(Provided text)

The effect of conditioned serum on PG metabolism of cultured OA cartilage explants was compared to unconditioned serum. The effect of serum conditioning on levels of interleukin-1beta (IL-1β), IL-4, IL-6, IL-10, IL-13, interferon gamma (IFN-γ), tumor necrosis factor alpha (TNF-α), osteoprotegerin (OPG), oncostatin M (OSM), interleukin-1 receptor (IL-1ra) and transforming growth factor beta (TGF-β) were measured by multiplex ELISA. As TNF-α levels were found to be increased in conditioned serum, the effect of TNF-α inhibition by etanercept on PG metabolism was studied in cartilage explants cultured in the presence of conditioned serum. Furthermore, cytokine levels in SF were measured three days after intraarticular ACS injection in OA patients to verify their retention time in the joint space.
PG metabolism was not different in the presence of conditioned serum compared to unconditioned serum. Levels of the anti-inflammatory cytokines IL-1ra, TGF-β, IL-10 as well as of pro-inflammatory cytokines IL-1β, IL-6, TNF-α and OSM were increased. IL-4, IL-13 and IFN-γ levels remained similar, while OPG levels decreased. TNF-α inhibition did not influence PG metabolism in cartilage explant culture in the presence of condtioned serum. Although OPG levels were higher and TGF-β levels were clearly lower in ACS than in SF, intraarticular ACS injection in OA patients did not result in significant changes in these cytokine levels.

(End Provided text)
(Material shown)

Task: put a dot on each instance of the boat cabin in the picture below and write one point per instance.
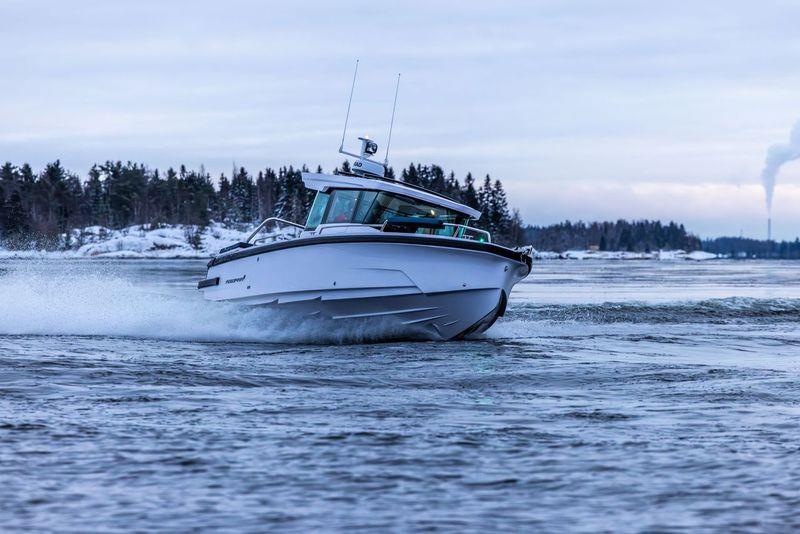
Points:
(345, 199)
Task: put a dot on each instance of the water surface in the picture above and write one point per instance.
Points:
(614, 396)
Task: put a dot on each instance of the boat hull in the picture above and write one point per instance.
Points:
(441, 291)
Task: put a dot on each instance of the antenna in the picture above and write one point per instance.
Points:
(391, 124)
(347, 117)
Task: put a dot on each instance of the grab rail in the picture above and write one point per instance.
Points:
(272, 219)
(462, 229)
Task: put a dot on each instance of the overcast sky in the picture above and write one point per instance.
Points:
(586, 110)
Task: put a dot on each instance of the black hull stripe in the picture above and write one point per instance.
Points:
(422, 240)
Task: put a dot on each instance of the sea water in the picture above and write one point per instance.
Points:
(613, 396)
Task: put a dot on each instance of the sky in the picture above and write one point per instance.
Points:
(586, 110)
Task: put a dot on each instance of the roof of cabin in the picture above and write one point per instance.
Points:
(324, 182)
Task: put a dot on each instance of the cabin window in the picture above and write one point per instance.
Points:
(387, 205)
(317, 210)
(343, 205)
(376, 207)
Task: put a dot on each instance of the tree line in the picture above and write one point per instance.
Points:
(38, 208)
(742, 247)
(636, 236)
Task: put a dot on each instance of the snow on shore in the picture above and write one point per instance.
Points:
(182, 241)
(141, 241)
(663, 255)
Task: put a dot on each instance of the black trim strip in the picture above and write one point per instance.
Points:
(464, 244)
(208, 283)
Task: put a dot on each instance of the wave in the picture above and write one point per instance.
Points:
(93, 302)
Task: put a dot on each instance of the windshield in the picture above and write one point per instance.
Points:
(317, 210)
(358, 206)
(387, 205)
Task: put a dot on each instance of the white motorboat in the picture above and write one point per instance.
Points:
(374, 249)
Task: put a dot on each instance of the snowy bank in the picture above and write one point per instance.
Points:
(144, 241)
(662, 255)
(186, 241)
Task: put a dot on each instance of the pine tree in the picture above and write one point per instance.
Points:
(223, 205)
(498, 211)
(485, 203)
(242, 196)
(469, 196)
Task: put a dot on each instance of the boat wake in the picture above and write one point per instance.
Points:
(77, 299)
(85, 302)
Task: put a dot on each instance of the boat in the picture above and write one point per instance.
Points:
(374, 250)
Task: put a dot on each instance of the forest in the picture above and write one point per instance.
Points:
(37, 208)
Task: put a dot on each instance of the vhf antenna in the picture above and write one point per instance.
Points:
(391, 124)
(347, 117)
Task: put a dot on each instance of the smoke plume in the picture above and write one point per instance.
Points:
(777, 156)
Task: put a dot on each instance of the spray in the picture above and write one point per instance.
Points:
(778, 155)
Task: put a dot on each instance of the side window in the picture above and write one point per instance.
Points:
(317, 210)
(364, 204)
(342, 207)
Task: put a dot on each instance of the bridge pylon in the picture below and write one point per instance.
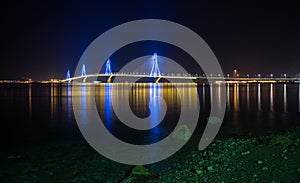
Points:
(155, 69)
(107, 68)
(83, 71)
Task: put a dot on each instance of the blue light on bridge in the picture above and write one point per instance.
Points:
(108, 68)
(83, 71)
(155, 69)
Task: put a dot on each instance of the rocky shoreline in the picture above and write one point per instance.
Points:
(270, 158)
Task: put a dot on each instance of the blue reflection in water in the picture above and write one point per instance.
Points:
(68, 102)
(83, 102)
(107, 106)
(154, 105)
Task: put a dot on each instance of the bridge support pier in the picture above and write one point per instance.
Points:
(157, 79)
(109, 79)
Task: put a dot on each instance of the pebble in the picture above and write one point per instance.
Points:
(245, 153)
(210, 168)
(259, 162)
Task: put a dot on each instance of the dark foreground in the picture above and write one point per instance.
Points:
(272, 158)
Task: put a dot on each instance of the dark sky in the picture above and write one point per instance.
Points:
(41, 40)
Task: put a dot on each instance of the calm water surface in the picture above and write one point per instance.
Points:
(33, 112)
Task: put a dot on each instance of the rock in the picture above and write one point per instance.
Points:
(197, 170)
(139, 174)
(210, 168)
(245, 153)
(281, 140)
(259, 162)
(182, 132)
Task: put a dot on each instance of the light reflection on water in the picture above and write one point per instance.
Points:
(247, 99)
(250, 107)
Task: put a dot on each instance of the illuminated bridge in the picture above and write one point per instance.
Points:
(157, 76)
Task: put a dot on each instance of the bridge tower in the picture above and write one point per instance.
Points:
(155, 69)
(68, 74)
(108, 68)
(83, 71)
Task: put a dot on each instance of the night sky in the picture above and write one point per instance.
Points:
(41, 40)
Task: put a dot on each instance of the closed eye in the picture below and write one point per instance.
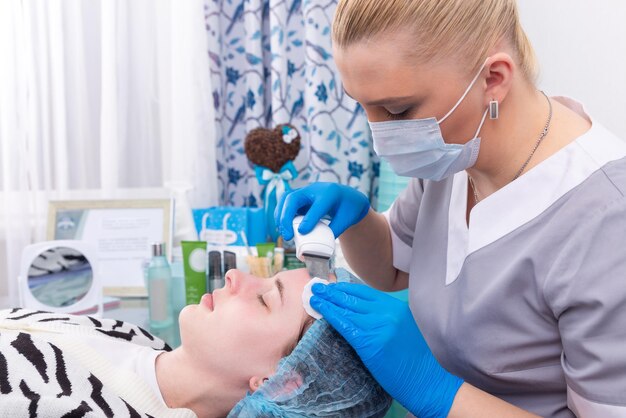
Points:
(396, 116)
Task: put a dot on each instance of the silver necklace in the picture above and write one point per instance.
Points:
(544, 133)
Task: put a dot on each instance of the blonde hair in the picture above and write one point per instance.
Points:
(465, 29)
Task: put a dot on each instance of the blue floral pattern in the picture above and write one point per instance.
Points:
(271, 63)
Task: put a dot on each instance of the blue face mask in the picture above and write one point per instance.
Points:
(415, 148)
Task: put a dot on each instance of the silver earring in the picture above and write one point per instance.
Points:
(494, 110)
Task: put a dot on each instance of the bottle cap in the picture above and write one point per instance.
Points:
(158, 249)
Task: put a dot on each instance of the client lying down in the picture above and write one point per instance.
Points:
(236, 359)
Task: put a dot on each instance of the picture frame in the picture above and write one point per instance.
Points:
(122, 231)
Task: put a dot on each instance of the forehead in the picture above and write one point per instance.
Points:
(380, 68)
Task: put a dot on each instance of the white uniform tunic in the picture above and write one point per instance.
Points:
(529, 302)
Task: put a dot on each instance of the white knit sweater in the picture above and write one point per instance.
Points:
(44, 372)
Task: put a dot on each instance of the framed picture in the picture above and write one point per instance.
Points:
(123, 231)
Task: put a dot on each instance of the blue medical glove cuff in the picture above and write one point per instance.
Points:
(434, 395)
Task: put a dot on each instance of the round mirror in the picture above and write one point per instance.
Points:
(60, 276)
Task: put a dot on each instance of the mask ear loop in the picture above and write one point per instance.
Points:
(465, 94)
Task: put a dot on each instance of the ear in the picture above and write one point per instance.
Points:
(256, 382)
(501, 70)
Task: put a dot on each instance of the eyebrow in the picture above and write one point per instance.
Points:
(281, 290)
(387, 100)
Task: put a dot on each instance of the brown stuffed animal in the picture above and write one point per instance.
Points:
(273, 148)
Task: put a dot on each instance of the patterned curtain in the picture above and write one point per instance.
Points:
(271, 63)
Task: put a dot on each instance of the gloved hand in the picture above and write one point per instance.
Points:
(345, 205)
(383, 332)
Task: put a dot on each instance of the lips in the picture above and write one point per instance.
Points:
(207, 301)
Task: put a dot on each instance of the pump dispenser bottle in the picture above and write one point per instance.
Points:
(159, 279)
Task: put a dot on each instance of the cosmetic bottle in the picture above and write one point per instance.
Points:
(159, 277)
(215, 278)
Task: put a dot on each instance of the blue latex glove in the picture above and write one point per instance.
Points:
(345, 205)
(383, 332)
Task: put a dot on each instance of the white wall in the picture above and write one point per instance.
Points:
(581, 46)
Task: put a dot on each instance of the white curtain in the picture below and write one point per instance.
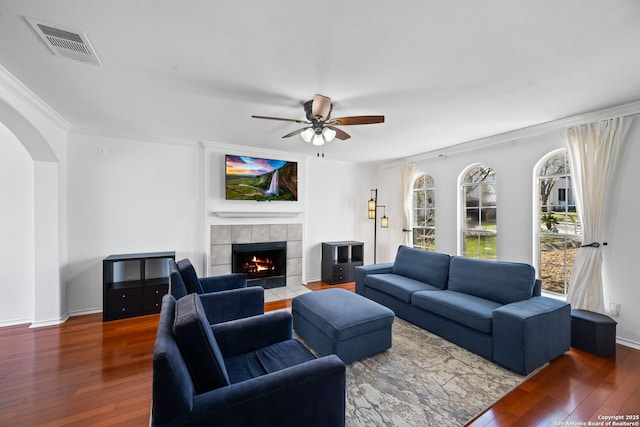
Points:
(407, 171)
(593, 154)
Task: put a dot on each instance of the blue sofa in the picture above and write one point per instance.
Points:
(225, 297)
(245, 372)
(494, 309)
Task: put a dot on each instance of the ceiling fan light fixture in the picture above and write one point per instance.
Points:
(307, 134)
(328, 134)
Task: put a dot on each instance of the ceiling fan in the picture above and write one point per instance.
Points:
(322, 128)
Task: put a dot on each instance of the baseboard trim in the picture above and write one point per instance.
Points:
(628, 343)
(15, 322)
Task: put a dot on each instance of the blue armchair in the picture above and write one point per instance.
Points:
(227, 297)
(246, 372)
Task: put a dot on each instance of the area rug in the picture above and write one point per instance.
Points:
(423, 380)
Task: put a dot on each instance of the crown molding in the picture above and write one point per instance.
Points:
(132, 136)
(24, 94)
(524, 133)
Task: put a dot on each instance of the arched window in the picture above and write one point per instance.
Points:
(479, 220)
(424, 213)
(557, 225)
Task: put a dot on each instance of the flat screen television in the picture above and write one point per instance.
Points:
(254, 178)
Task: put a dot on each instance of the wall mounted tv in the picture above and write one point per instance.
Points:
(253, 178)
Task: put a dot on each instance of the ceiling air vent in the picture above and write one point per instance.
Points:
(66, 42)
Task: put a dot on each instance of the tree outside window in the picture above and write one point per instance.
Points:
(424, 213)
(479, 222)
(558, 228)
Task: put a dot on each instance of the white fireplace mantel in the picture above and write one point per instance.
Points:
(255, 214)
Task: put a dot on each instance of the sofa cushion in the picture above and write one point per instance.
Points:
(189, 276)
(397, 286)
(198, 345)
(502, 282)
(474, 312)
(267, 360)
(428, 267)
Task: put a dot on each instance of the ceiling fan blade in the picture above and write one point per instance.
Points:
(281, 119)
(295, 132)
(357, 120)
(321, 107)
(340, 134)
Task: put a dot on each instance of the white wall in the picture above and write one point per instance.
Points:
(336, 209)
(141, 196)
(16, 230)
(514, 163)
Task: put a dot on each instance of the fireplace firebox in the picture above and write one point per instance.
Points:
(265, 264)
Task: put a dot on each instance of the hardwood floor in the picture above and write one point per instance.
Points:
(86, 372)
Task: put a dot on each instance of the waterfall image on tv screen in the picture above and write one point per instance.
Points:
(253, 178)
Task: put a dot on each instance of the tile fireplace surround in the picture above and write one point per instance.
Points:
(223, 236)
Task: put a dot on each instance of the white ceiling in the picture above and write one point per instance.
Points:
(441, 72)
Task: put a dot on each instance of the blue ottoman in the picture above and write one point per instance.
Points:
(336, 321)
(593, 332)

(End Material shown)

• _Work task_
Answer these questions from the conditioned serum abstract:
1. What method was used to measure the cytokine levels?
2. Which drug was used to inhibit TNF-α?
3. How did OPG levels change with serum conditioning?
None of the items are needed.

• _Expected output_
1. Multiplex ELISA
2. Etanercept
3. They decreased.